### [SOURCE]
........

But even with all the amazing technology available today, climbing shoes still aren’t exactly the most comfortable type of footwear. Performance shoes, especially the softer ones, need to be fitted tightly so that their clever rand systems can work their magic.   

And squeezing your feet into an aggressively downturned shoe on your first trip to the climbing gym isn’t exactly most people’s idea of fun. In fact, it would probably be enough to prevent most first-time climbers from ever coming back. Even veteran crag rats who spend long days on big-wall adventures don’t want to wear these types of shoes.

For this reason, there are plenty of climbing shoes built with superior levels of comfort in mind. These all day climbing shoes are brilliant for new climbers and beginner boulderers who are new to the sport.

What Makes a Comfortable Climbing Shoe?

comfortable all day climbing shoes

If you asked me a decade ago what the key characteristics of comfortable climbing shoes are, I would probably have given you a very different answer.

Pre-2000, shoe designs were pretty primitive, and comfortable climbing shoes would all share a very similar design. These models, often billed as all-day climbing shoes, would be built with a neutral shape, allowing your foot to remain in a more naturally flat position. This would be accompanied by a stiff, full-length sole that would help reduce strain on your toes. They would also most likely use a lace closure which would allow you to fine-tune the fit.

While shoes like this were undoubtedly a comfortable option, they didn’t exactly provide the level of performance advanced climbers require for pushing upper-end boulders and sports grades.

But thanks to more recent innovations in shoe shapes and technology, performance climbing shoes have reached a point where they can offer a significantly superior level of comfort. There are plenty of comfortable bouldering shoes out there that are built with soft split soles, clever last shapes, and active rands to offer superior performance without the toe-curling pain. While these sorts of shoes wouldn’t be my first choice for all-day climbing, they offer a surprising level of comfort than previously thought possible on high-performance shoes.

Of course, comfort is subjective and really depends on how well each individual shoe fits your foot. There are also a couple of factors that will dictate the level of comfort you will achieve with each shoe.

  • The shape of your toes: Most climbing shoes tend to favor the Egyptian foot shape, so if you have Greek or Roman feet, you will likely find that your toes will feel restricted on many popular shoes
  • The Volume of your foot: The instep volume of your foot will dictate how tight the top of your foot feels against the shoe. Be sure to play around with high and low-volume variations
  • The Break-In Period: Breaking in a pair of climbing shoes can be a pretty brutal experience, depending on the size and materials of your shoe. Leather uppers and unlined shoes will stretch significantly easier than synthetic materials and lined uppers.

........

### [INFORMATION PROVIDED]
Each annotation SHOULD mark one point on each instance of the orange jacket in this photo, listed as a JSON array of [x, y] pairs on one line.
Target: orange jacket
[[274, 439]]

........

### [WHAT YOU SHOULD DO]
Quote the climbing shoe text word for word from "Of course, comfort" up to and including "with each shoe.". The data has no connection to the climbing shoe text.

### [REPLY TO THE TASK]
Of course, comfort is subjective and really depends on how well each individual shoe fits your foot. There are also a couple of factors that will dictate the level of comfort you will achieve with each shoe.